*THE INPUT*
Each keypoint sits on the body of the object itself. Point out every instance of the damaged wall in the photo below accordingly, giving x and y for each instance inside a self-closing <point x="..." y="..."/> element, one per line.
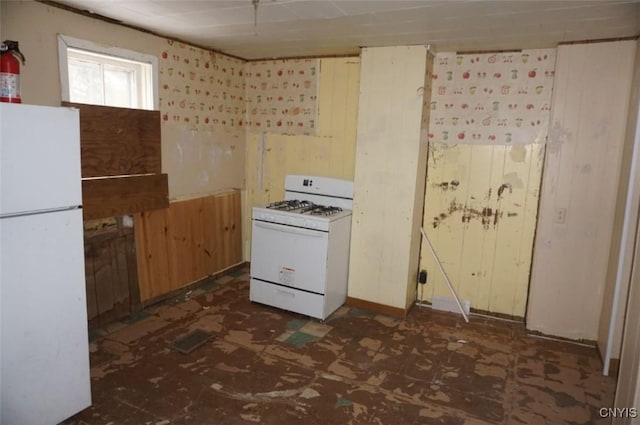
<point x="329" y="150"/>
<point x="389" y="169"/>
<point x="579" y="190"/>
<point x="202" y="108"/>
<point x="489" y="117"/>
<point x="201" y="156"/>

--

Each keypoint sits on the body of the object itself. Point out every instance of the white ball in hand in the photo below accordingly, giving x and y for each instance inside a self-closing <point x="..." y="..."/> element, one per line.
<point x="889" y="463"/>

*STATED TASK*
From the data above, extract every line that contains the word "object".

*FULL OUTPUT*
Each keypoint sits on the body of the object itself. Point out every instance of the damaged wall in the photo below accordingly, giving x and y for each instance inside a self-closing <point x="..." y="..."/> element, one per line.
Each keypoint sits on the body of the object itself. Point out every instance of the white ball in hand in the photo below accordingly, giving x and y for each instance inside a self-closing <point x="..." y="..."/> element, one per line.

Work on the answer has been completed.